Point labeling examples:
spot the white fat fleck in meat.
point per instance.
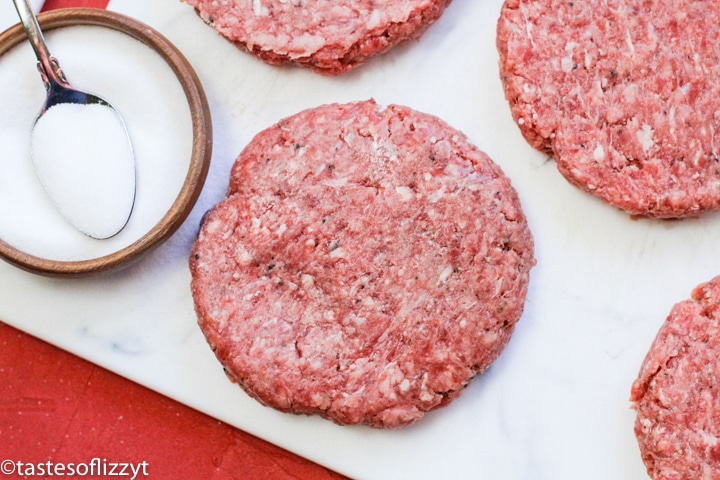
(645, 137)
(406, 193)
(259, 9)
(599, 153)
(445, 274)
---
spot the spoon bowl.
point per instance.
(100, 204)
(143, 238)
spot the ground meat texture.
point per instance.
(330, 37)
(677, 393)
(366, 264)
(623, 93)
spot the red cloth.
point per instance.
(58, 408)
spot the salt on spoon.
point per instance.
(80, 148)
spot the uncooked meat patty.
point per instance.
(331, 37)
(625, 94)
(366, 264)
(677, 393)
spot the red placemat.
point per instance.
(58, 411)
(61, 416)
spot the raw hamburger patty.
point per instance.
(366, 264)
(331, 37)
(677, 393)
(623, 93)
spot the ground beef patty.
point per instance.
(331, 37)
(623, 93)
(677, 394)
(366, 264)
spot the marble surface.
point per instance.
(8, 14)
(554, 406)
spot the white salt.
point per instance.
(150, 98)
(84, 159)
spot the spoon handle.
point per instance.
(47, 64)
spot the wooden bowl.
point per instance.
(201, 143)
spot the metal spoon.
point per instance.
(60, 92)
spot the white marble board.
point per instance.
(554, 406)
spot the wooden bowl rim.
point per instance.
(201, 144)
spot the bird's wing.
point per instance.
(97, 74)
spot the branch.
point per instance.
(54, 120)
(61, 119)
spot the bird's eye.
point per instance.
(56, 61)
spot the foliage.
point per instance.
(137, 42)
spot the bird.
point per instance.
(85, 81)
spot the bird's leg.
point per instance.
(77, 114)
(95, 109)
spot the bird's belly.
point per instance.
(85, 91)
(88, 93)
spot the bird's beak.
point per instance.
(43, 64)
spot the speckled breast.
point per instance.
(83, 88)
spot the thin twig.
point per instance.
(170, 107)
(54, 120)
--
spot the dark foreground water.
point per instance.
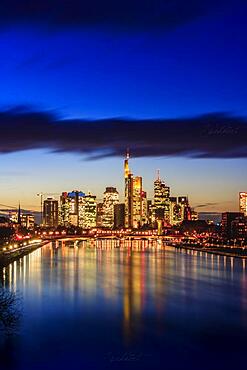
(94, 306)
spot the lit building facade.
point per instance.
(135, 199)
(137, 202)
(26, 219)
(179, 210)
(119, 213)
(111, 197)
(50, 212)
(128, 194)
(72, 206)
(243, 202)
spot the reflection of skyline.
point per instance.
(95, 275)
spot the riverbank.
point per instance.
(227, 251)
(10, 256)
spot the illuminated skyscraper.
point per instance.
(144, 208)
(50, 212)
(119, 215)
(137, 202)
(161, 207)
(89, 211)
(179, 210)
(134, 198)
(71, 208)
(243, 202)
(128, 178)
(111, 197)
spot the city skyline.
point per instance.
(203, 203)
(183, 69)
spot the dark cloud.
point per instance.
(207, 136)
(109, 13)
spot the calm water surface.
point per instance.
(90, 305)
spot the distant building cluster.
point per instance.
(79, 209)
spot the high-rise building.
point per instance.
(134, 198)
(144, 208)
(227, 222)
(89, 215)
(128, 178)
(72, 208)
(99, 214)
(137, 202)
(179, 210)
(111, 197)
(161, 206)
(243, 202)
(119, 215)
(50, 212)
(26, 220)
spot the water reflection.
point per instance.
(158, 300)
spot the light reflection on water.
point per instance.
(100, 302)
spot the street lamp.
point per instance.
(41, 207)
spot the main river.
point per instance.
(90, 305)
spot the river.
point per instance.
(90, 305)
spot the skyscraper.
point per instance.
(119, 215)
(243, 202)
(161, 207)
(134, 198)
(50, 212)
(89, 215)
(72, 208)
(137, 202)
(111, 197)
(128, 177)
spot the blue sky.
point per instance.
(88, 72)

What to produce – Collect every line of the listing above that contains the word "salt", treating uppercase and lowercase letters as distinct.

Finished task –
spot the salt on spoon.
spot the white salt.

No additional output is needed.